AIM >>
Please tally how many lines of the records contain the string "instances" and give only that number. Case counts.

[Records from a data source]

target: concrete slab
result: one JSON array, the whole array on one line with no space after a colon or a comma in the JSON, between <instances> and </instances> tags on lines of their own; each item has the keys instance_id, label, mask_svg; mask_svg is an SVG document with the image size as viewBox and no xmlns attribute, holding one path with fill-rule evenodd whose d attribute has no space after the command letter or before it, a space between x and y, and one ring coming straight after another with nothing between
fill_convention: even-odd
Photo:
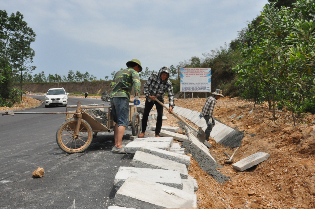
<instances>
[{"instance_id":1,"label":"concrete slab","mask_svg":"<svg viewBox=\"0 0 315 209\"><path fill-rule=\"evenodd\" d=\"M221 123L221 124L222 124ZM220 125L220 124L218 125ZM215 126L216 126L216 124L215 126ZM221 126L220 127L218 128L218 129L214 131L211 131L211 133L210 133L210 136L211 137L211 138L214 138L215 136L218 133L220 133L220 132L222 131L222 130L224 130L225 128L227 126L226 125L225 125L224 124L222 124L222 126Z\"/></svg>"},{"instance_id":2,"label":"concrete slab","mask_svg":"<svg viewBox=\"0 0 315 209\"><path fill-rule=\"evenodd\" d=\"M232 166L241 171L245 171L268 159L270 155L265 152L257 152L234 163Z\"/></svg>"},{"instance_id":3,"label":"concrete slab","mask_svg":"<svg viewBox=\"0 0 315 209\"><path fill-rule=\"evenodd\" d=\"M137 111L138 112L142 112L142 114L144 114L144 104L140 104L136 105L137 108Z\"/></svg>"},{"instance_id":4,"label":"concrete slab","mask_svg":"<svg viewBox=\"0 0 315 209\"><path fill-rule=\"evenodd\" d=\"M136 177L125 182L115 201L118 205L138 209L197 207L195 194Z\"/></svg>"},{"instance_id":5,"label":"concrete slab","mask_svg":"<svg viewBox=\"0 0 315 209\"><path fill-rule=\"evenodd\" d=\"M182 178L186 179L188 177L188 173L185 165L143 152L136 152L131 161L131 165L138 168L177 171L180 174Z\"/></svg>"},{"instance_id":6,"label":"concrete slab","mask_svg":"<svg viewBox=\"0 0 315 209\"><path fill-rule=\"evenodd\" d=\"M187 167L189 166L190 164L190 157L186 155L150 147L141 147L140 151L184 164Z\"/></svg>"},{"instance_id":7,"label":"concrete slab","mask_svg":"<svg viewBox=\"0 0 315 209\"><path fill-rule=\"evenodd\" d=\"M199 189L199 187L198 186L198 184L197 184L197 180L190 175L188 176L188 178L187 179L191 180L193 182L194 188L195 189L195 191L197 192L198 190L198 189Z\"/></svg>"},{"instance_id":8,"label":"concrete slab","mask_svg":"<svg viewBox=\"0 0 315 209\"><path fill-rule=\"evenodd\" d=\"M161 132L160 132L160 136L163 137L171 137L174 139L181 142L188 141L188 138L186 135L165 130L161 130Z\"/></svg>"},{"instance_id":9,"label":"concrete slab","mask_svg":"<svg viewBox=\"0 0 315 209\"><path fill-rule=\"evenodd\" d=\"M178 171L129 167L119 168L115 176L114 185L121 187L127 178L131 177L137 177L180 189L183 188L183 182Z\"/></svg>"},{"instance_id":10,"label":"concrete slab","mask_svg":"<svg viewBox=\"0 0 315 209\"><path fill-rule=\"evenodd\" d=\"M164 150L169 150L171 145L169 142L154 142L135 141L130 142L126 145L124 149L127 153L135 153L140 150L142 147L149 146Z\"/></svg>"},{"instance_id":11,"label":"concrete slab","mask_svg":"<svg viewBox=\"0 0 315 209\"><path fill-rule=\"evenodd\" d=\"M152 126L152 127L151 128L151 130L152 131L155 131L155 126ZM170 131L171 132L176 132L176 131L179 131L180 128L179 127L173 127L172 126L162 126L162 127L161 128L161 130L165 130L165 131Z\"/></svg>"},{"instance_id":12,"label":"concrete slab","mask_svg":"<svg viewBox=\"0 0 315 209\"><path fill-rule=\"evenodd\" d=\"M226 137L231 133L234 133L235 131L233 128L227 126L223 130L218 133L213 138L217 143L221 143L226 138Z\"/></svg>"},{"instance_id":13,"label":"concrete slab","mask_svg":"<svg viewBox=\"0 0 315 209\"><path fill-rule=\"evenodd\" d=\"M211 147L212 146L211 146L211 144L209 144L209 142L206 141L205 141L205 142L203 142L203 144L206 146L208 148L211 148Z\"/></svg>"},{"instance_id":14,"label":"concrete slab","mask_svg":"<svg viewBox=\"0 0 315 209\"><path fill-rule=\"evenodd\" d=\"M180 149L181 148L179 144L178 143L173 143L173 144L171 146L170 148L177 148Z\"/></svg>"},{"instance_id":15,"label":"concrete slab","mask_svg":"<svg viewBox=\"0 0 315 209\"><path fill-rule=\"evenodd\" d=\"M231 129L231 132L228 134L226 135L225 136L222 138L221 140L220 140L220 142L219 143L224 143L226 140L230 137L232 137L233 135L234 135L234 134L236 132L234 129L232 128L229 127Z\"/></svg>"},{"instance_id":16,"label":"concrete slab","mask_svg":"<svg viewBox=\"0 0 315 209\"><path fill-rule=\"evenodd\" d=\"M207 147L207 146L203 144L199 140L197 139L191 133L189 133L188 134L188 138L189 139L190 141L192 142L192 144L193 144L195 146L196 148L199 148L201 150L201 151L203 152L206 155L210 157L211 159L213 160L215 162L215 160L213 158L212 155L210 154L210 152L209 150Z\"/></svg>"},{"instance_id":17,"label":"concrete slab","mask_svg":"<svg viewBox=\"0 0 315 209\"><path fill-rule=\"evenodd\" d=\"M183 179L183 190L187 192L195 193L195 188L194 187L193 181L191 179Z\"/></svg>"},{"instance_id":18,"label":"concrete slab","mask_svg":"<svg viewBox=\"0 0 315 209\"><path fill-rule=\"evenodd\" d=\"M179 149L177 148L169 148L169 151L170 152L173 152L180 154L181 155L184 155L185 154L185 149L184 149L181 148L180 149Z\"/></svg>"},{"instance_id":19,"label":"concrete slab","mask_svg":"<svg viewBox=\"0 0 315 209\"><path fill-rule=\"evenodd\" d=\"M171 137L146 137L137 138L134 140L135 142L170 142L171 146L173 144L174 138Z\"/></svg>"},{"instance_id":20,"label":"concrete slab","mask_svg":"<svg viewBox=\"0 0 315 209\"><path fill-rule=\"evenodd\" d=\"M115 206L114 205L112 205L111 206L109 206L107 208L107 209L135 209L135 208L132 208L130 207L119 207L119 206Z\"/></svg>"}]
</instances>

ANSWER FOR THIS EXERCISE >>
3